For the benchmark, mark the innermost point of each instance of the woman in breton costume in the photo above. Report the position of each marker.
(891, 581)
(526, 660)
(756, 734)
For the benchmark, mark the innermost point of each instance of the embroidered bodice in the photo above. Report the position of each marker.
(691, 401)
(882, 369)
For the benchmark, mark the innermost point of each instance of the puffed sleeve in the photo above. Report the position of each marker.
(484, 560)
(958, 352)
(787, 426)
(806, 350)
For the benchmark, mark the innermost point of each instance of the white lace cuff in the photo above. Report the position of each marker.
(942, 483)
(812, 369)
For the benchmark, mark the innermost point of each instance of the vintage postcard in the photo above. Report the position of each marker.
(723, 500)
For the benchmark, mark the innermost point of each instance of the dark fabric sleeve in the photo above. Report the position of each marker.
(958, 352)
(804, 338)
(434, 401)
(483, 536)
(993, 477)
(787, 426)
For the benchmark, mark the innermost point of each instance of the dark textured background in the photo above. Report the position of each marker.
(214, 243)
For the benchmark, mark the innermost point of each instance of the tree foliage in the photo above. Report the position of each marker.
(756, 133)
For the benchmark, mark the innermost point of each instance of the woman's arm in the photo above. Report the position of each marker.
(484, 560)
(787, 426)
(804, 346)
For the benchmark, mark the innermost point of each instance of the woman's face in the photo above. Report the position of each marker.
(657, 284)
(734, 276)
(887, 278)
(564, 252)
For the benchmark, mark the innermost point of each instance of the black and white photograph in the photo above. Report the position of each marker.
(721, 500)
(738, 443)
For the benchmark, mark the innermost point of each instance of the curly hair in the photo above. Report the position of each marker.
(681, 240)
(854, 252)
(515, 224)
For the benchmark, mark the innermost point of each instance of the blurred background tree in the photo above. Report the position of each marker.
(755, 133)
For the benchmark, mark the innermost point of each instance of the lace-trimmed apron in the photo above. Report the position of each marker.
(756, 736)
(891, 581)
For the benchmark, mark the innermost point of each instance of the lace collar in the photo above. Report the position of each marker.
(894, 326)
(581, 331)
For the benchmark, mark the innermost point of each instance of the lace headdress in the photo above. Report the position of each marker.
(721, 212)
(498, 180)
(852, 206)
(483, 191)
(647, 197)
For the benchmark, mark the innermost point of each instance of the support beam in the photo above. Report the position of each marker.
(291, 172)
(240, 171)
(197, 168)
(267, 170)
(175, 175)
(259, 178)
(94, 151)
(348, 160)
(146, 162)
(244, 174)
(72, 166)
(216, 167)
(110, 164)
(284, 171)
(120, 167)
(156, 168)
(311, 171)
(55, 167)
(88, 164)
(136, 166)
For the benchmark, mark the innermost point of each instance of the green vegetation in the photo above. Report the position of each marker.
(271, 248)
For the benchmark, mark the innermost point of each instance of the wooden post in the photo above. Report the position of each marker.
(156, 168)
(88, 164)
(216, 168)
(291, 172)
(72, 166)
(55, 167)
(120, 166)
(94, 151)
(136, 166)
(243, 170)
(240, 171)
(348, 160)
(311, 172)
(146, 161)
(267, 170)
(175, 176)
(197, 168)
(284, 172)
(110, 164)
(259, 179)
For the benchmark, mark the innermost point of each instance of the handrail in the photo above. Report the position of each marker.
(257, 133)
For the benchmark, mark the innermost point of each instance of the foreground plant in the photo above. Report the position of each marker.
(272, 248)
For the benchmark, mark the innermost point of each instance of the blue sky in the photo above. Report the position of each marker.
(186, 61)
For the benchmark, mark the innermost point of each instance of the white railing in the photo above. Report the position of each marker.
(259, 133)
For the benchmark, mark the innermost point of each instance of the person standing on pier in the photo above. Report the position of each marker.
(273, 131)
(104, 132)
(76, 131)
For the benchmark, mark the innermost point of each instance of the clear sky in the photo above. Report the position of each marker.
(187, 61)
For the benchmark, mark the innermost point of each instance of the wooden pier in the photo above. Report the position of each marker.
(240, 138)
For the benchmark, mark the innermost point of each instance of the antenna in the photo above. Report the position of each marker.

### [What is asked]
Go through the records and print each one exactly.

### [Solution]
For the benchmark, mark the innermost point of each instance of the woman in breton costume in the photo above. Report the position of each marker.
(891, 581)
(526, 660)
(756, 734)
For the benchmark, mark the innermost point of each instance of the embroidered bodice in the photo above. Report the position of each marker.
(691, 401)
(882, 369)
For the benchmark, mark the innermost point of each instance of the puffed sleeve in the photo above. Report the position of each marker.
(484, 560)
(958, 352)
(787, 426)
(806, 350)
For the benchmark, mark the innermost point of each instance of the white lace cuff in the photo above. Report the position of each marker.
(942, 483)
(812, 369)
For the benchmark, mark the innermost point of each instance of the vintage postcard in the photo above. Report the position of each marker.
(723, 500)
For the benchmark, mark the innermost point of each instance of the dark fabric sleeve in the photo above. Report the position of each marker.
(958, 352)
(804, 338)
(434, 401)
(483, 536)
(993, 477)
(787, 426)
For the benchmark, mark the innermost point of each instance of the dark textured background in the photo above. Report the position of each marker.
(214, 243)
For the benchmark, mark the innermost point of each instance of the tree foliage in the photo above. Report the position of each marker.
(756, 133)
For the benchmark, mark the innermost point of each instance of the woman's arm in the photo above. Report the position of each marker.
(484, 560)
(787, 426)
(804, 346)
For the benchmark, mark the innermost point of each instance of the woman's face in the photo above. Report the position of each marker.
(657, 284)
(734, 276)
(887, 278)
(564, 252)
For the benchmark, mark the innermost point of each instance of the black and white photograph in the photo above. Report the position of each marker.
(721, 500)
(738, 443)
For the benchmark, mark the innermost point of each instance of the curly hair in the photo above. Report the position of each marker.
(681, 240)
(854, 252)
(515, 224)
For the benchmark, mark the innermost point of each instance of the blurred background tree in the photo above. Report the position of each marker.
(755, 133)
For the benchmark, mark the innermost point of each instance of the lace-trimmed apron in the photo above. Report the position of each marker.
(756, 736)
(891, 581)
For the benchmark, mark the innermost point of each instance of the lace collar in the photo above. Report the position of each marker.
(894, 326)
(581, 331)
For the benchmark, mark the innermost point of each instance of the lace headdress in the photo above. Report the position of each marker.
(721, 212)
(498, 180)
(852, 206)
(483, 191)
(647, 197)
For the benchmark, mark the innermost point of each instance of the support beam in the photo above. Report the position of each marker.
(291, 172)
(240, 171)
(197, 168)
(267, 170)
(175, 175)
(259, 178)
(94, 151)
(348, 160)
(146, 162)
(244, 174)
(72, 166)
(216, 167)
(110, 164)
(284, 171)
(120, 167)
(156, 168)
(311, 171)
(55, 167)
(88, 164)
(136, 166)
For the benchmark, mark the innermost point of each instance of the green vegetation in the photo above. Report the position of each marker.
(271, 248)
For the benchmark, mark the innermost point of each instance of the wooden post in the photo above. Report the position of each marker.
(156, 168)
(88, 164)
(216, 168)
(291, 172)
(72, 166)
(55, 167)
(120, 166)
(94, 151)
(136, 166)
(243, 170)
(240, 171)
(348, 160)
(311, 172)
(146, 161)
(267, 170)
(175, 176)
(197, 168)
(284, 172)
(110, 164)
(259, 179)
For the benchmark, mark the innermost point of each instance of the handrail in the photo above. Report the position of each marker.
(257, 133)
For the benchmark, mark the innermost point of each instance of the foreground plant in the photo above. Report the position of each marker.
(272, 248)
For the benchmark, mark the innermost point of each instance of the blue sky in the photo above. Report the position of each marker.
(186, 61)
For the benchmark, mark the innermost point of each instance of the white railing in the photo above. Report the position of each marker.
(259, 133)
For the benchmark, mark the innermost point of each instance of the person standing on pier in the photo above. Report the position of each marker.
(273, 131)
(104, 132)
(76, 131)
For the benchmark, mark the innermost point of each instance of the clear sky in the photo above. Report the position of each marker.
(187, 61)
For the benchmark, mark the innermost point of each instance of the wooden pier in the photo above. Report the position of each marker.
(240, 138)
For the benchmark, mark the innermost point of each instance of the antenna in the photo above. Report the position of each marker.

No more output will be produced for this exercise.